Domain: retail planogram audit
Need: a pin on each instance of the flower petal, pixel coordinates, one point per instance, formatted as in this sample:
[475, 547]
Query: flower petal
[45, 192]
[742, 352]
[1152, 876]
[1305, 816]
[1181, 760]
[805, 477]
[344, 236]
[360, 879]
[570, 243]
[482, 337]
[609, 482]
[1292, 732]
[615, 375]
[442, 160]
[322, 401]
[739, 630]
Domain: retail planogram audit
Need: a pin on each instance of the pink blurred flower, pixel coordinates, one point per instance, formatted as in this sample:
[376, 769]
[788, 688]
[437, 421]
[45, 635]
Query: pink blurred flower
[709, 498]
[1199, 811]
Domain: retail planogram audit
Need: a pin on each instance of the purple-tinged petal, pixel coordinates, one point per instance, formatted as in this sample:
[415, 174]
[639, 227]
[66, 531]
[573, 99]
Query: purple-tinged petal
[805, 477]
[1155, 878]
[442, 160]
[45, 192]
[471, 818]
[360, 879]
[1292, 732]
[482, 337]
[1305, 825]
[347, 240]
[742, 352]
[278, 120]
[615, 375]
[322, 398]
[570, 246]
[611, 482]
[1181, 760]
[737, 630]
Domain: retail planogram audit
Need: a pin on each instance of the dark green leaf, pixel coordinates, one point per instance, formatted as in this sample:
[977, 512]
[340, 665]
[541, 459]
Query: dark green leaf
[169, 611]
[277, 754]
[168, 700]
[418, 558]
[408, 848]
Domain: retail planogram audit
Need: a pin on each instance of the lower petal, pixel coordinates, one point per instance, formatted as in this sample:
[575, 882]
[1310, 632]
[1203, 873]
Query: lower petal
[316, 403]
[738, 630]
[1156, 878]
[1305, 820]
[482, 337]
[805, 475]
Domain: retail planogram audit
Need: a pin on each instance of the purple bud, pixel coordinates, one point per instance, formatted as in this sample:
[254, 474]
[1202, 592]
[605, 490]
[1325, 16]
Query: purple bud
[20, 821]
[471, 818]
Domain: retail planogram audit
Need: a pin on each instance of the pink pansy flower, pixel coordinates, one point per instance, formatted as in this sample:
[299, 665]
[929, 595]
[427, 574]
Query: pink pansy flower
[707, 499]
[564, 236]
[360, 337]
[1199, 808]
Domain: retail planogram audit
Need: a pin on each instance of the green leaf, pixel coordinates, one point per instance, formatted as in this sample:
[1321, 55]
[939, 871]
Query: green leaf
+-------+
Exercise: Each line shown above must be repeated exactly.

Exercise output:
Domain: retail planogram audit
Need: a pin on each instance of the flower petal, pixel coordinates, one point per instance, formatted as in this sample:
[475, 547]
Query: flower petal
[45, 192]
[742, 352]
[1152, 876]
[1305, 816]
[1181, 760]
[805, 477]
[344, 236]
[360, 879]
[570, 243]
[482, 337]
[609, 482]
[1292, 732]
[615, 375]
[442, 160]
[322, 401]
[739, 630]
Domain: retail planogram audit
Need: a pin on each instance of the pink blurred flower, pixel coordinates, one point per instance, formatted as in this sample:
[376, 769]
[788, 688]
[437, 421]
[45, 635]
Query: pink blurred flower
[709, 498]
[1199, 811]
Domain: retail planogram audit
Need: a pin on each instance of the purple-tinged petal, pixel coordinates, one point per instance, formatted as in this sample:
[415, 174]
[639, 227]
[66, 531]
[573, 99]
Query: purple-tinged petal
[805, 477]
[1155, 878]
[442, 160]
[45, 192]
[471, 818]
[360, 879]
[1292, 732]
[482, 337]
[1305, 825]
[347, 240]
[742, 352]
[278, 120]
[615, 375]
[322, 398]
[570, 246]
[611, 482]
[1181, 760]
[737, 630]
Domain: retail planogram audit
Need: a pin on each instance of the dark green leaf, pixel coordinates, one point per instance, formatted as in this sample:
[977, 512]
[340, 665]
[541, 459]
Query: dark green leaf
[169, 611]
[277, 754]
[168, 700]
[418, 558]
[408, 848]
Domain: retail planogram audit
Need: a pin on each instance of the lower petal, pixel coordinates, one point per instance, formatted as in this sample:
[575, 882]
[1310, 632]
[1203, 873]
Query: lower petal
[316, 403]
[738, 630]
[1156, 878]
[1305, 820]
[482, 337]
[805, 475]
Domain: retail planogram audit
Need: a pin on each instance of the purple bud, pixel coordinates, one point per instance, formatted as in this sample:
[254, 474]
[1202, 592]
[605, 490]
[1325, 16]
Query: purple bud
[20, 821]
[471, 818]
Domain: retail planogram audit
Need: a pin on each instance of the pink pansy flower, pixel coordinates, one point per instance, formatted as in this sample:
[299, 665]
[929, 595]
[427, 574]
Query: pink pansy flower
[707, 499]
[564, 236]
[360, 337]
[1199, 808]
Domain: retail planogram audit
Need: a pin on each instance of the green leaf, pixel coordinates, one point per instance, formatted as in this sample:
[1321, 55]
[939, 871]
Query: green leaf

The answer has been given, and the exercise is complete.